Text provided
This guide showcase a few of the basic functions in the ampvis package. I’m greatfull for the awesome R packages dplyr, vegan, ggplot2 and phyloseq which makes up the backbone ampvis.

Installation

Install R, Rtools and Rstudio

Install the latest version of R, Rtools and Rstudio.

Install ampvis

A few packages needs to be installed before ampvis can be installed. Make sure you run RStudio as Administrator to enable installation of all packages. If you are asked to update packages, then press “a” for all.

install.packages("devtools")
source("http://bioconductor.org/biocLite.R")
biocLite("Biostrings")
biocLite("DESeq2")
biocLite("phyloseq")

Ampvis is installed directly from github using the devtools package.

library("devtools")
install_github("MadsAlbertsen/ampvis")

Load ampvis and import data

Load ampvis

library(ampvis)

Load data

Ampvis works directly on phyloseq objects. However, for internal compability data generated with workflow scripts v.4+ can be loaded using the amp_load function. It converts the data into a single phyloseq object.

otutable <- read.delim(file = "data/otutable.txt", sep = "\t", header = T, check.names = F, row.names = 1)
metadata <- read.delim(file = "data/metadata.txt", header = T, sep = "\t")
refseq <- readDNAStringSet("data/otus.fa", format = "fasta")

… and then converted to a single phyloseq object using the amp_load function.

d <- amp_load(otutable = otutable, 
              metadata = metadata, 
              refseq = refseq)

MiDAS data

The MiDAS dataset is directly included in ampvis and can be loaded using the data() function.

data(MiDAS_1.20)

The data is a phyloseq object with 574 samples from Danish wastewater treatment plants, which have been sampled up to 4 times per year since 2006.

(Stored entries)

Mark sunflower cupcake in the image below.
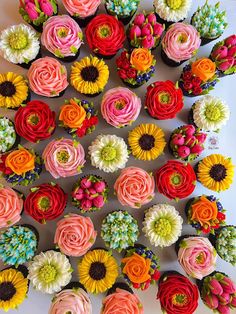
[197,154,234,192]
[70,56,109,97]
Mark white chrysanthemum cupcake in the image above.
[142,204,183,247]
[88,134,129,172]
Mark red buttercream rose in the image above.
[145,81,184,120]
[156,160,197,199]
[15,100,56,143]
[85,14,126,56]
[24,183,68,223]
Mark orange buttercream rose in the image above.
[130,48,153,71]
[5,147,35,175]
[121,253,151,283]
[59,99,86,129]
[192,58,216,82]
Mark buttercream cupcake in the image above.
[0,24,40,69]
[54,213,97,257]
[101,87,142,128]
[24,182,67,224]
[70,56,109,97]
[59,98,98,138]
[85,14,126,59]
[72,174,109,213]
[142,204,183,248]
[101,210,139,252]
[116,48,156,88]
[88,134,129,172]
[28,250,73,294]
[41,15,83,62]
[161,23,201,67]
[145,81,184,120]
[27,57,69,97]
[42,138,85,179]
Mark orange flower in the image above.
[121,253,151,283]
[130,48,153,71]
[5,147,35,175]
[59,99,86,129]
[192,58,216,82]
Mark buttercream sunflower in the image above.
[70,56,109,95]
[0,72,29,108]
[128,123,166,160]
[197,154,234,192]
[78,249,118,293]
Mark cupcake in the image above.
[27,57,69,97]
[142,204,183,248]
[114,167,155,208]
[116,48,156,88]
[19,0,58,33]
[28,250,73,294]
[0,145,43,186]
[127,12,165,49]
[0,24,40,69]
[0,225,39,267]
[101,87,142,128]
[59,98,98,138]
[54,214,97,257]
[42,138,86,179]
[15,100,56,143]
[189,95,230,132]
[72,174,109,213]
[185,195,226,234]
[41,15,83,62]
[128,123,166,160]
[161,23,201,67]
[145,81,184,120]
[0,186,24,229]
[169,124,207,162]
[157,271,199,314]
[78,249,119,294]
[179,58,219,97]
[88,134,129,172]
[196,154,234,192]
[85,14,126,59]
[101,210,139,252]
[155,160,197,201]
[70,56,109,97]
[191,0,228,46]
[0,72,30,109]
[24,182,67,224]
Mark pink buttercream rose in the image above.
[114,167,155,208]
[27,57,69,97]
[101,87,142,128]
[42,138,85,179]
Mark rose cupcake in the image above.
[42,138,85,179]
[24,183,67,224]
[27,57,69,97]
[101,87,142,128]
[145,81,184,120]
[116,48,156,88]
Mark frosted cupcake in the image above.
[101,87,142,128]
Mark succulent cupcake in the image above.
[142,204,183,248]
[70,56,109,97]
[101,210,139,252]
[101,87,142,128]
[59,98,98,138]
[0,24,40,69]
[72,174,109,213]
[24,182,67,224]
[88,134,129,172]
[116,48,156,88]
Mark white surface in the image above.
[0,0,236,314]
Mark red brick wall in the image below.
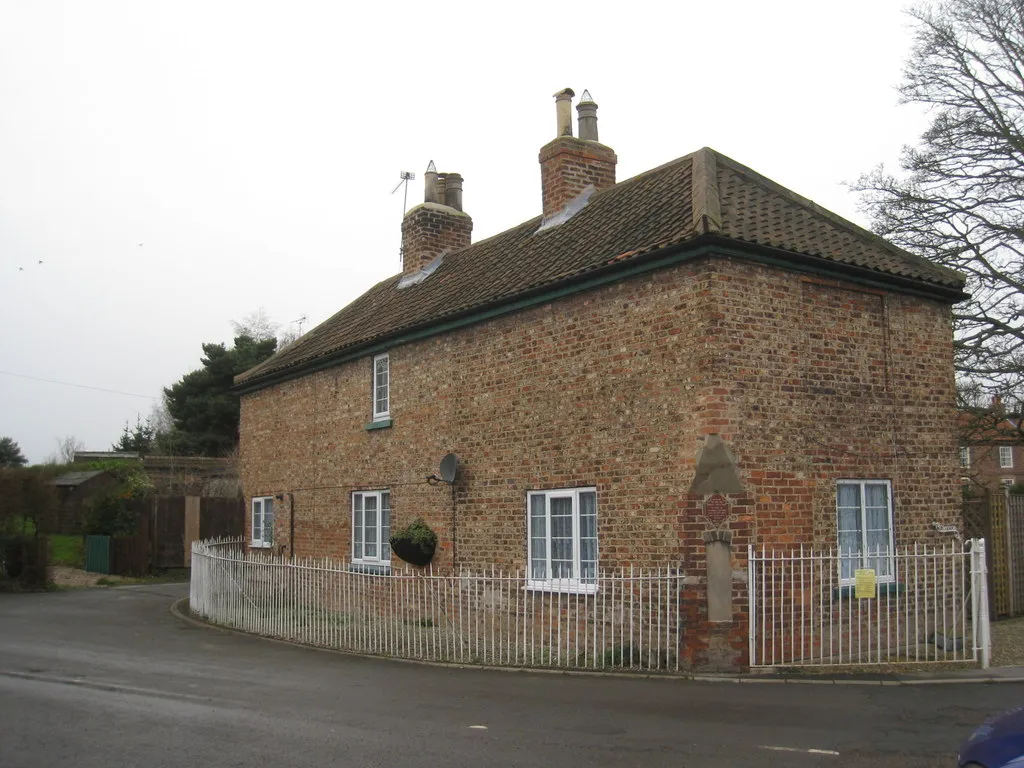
[242,258,959,667]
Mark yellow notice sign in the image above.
[853,568,878,600]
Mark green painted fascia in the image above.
[231,236,965,394]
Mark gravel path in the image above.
[50,565,135,587]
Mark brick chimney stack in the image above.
[540,88,618,218]
[401,160,473,274]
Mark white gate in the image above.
[748,539,990,668]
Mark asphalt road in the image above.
[0,585,1024,768]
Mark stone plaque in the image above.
[705,494,729,525]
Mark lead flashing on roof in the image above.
[395,253,444,291]
[535,184,597,234]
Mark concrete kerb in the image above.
[170,597,1024,686]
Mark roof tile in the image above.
[236,148,964,387]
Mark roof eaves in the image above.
[710,151,967,290]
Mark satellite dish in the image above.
[441,454,459,483]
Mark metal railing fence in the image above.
[748,539,990,668]
[189,540,683,672]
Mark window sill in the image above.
[348,562,391,575]
[833,582,906,600]
[523,579,597,595]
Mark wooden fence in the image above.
[87,496,245,575]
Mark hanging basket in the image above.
[390,518,437,565]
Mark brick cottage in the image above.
[237,89,964,668]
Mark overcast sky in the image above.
[0,0,925,462]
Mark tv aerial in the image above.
[391,171,416,216]
[427,454,459,485]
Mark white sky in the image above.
[0,0,924,462]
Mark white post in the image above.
[977,539,992,670]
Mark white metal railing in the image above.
[189,540,683,672]
[748,539,990,668]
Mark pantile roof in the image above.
[236,147,964,391]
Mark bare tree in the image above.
[854,0,1024,396]
[231,307,281,341]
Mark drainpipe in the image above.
[288,490,295,560]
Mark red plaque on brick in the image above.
[705,494,729,525]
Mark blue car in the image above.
[956,707,1024,768]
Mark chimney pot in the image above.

Problem details
Return the ampvis guide above in full, word for word.

Response to the exercise
This guide showcase a few of the basic functions in the ampvis package. I’m greatfull for the awesome R packages dplyr, vegan, ggplot2 and phyloseq which makes up the backbone ampvis.

Installation

Install R, Rtools and Rstudio

Install the latest version of R, Rtools and Rstudio.

Install ampvis

A few packages needs to be installed before ampvis can be installed. Make sure you run RStudio as Administrator to enable installation of all packages. If you are asked to update packages, then press “a” for all.

install.packages("devtools")
source("http://bioconductor.org/biocLite.R")
biocLite("Biostrings")
biocLite("DESeq2")
biocLite("phyloseq")

Ampvis is installed directly from github using the devtools package.

library("devtools")
install_github("MadsAlbertsen/ampvis")

Load ampvis and import data

Load ampvis

library(ampvis)

Load data

Ampvis works directly on phyloseq objects. However, for internal compability data generated with workflow scripts v.4+ can be loaded using the amp_load function. It converts the data into a single phyloseq object.

otutable <- read.delim(file = "data/otutable.txt", sep = "\t", header = T, check.names = F, row.names = 1)
metadata <- read.delim(file = "data/metadata.txt", header = T, sep = "\t")
refseq <- readDNAStringSet("data/otus.fa", format = "fasta")

… and then converted to a single phyloseq object using the amp_load function.

d <- amp_load(otutable = otutable, 
              metadata = metadata, 
              refseq = refseq)

MiDAS data

The MiDAS dataset is directly included in ampvis and can be loaded using the data() function.

data(MiDAS_1.20)

The data is a phyloseq object with 574 samples from Danish wastewater treatment plants, which have been sampled up to 4 times per year since 2006.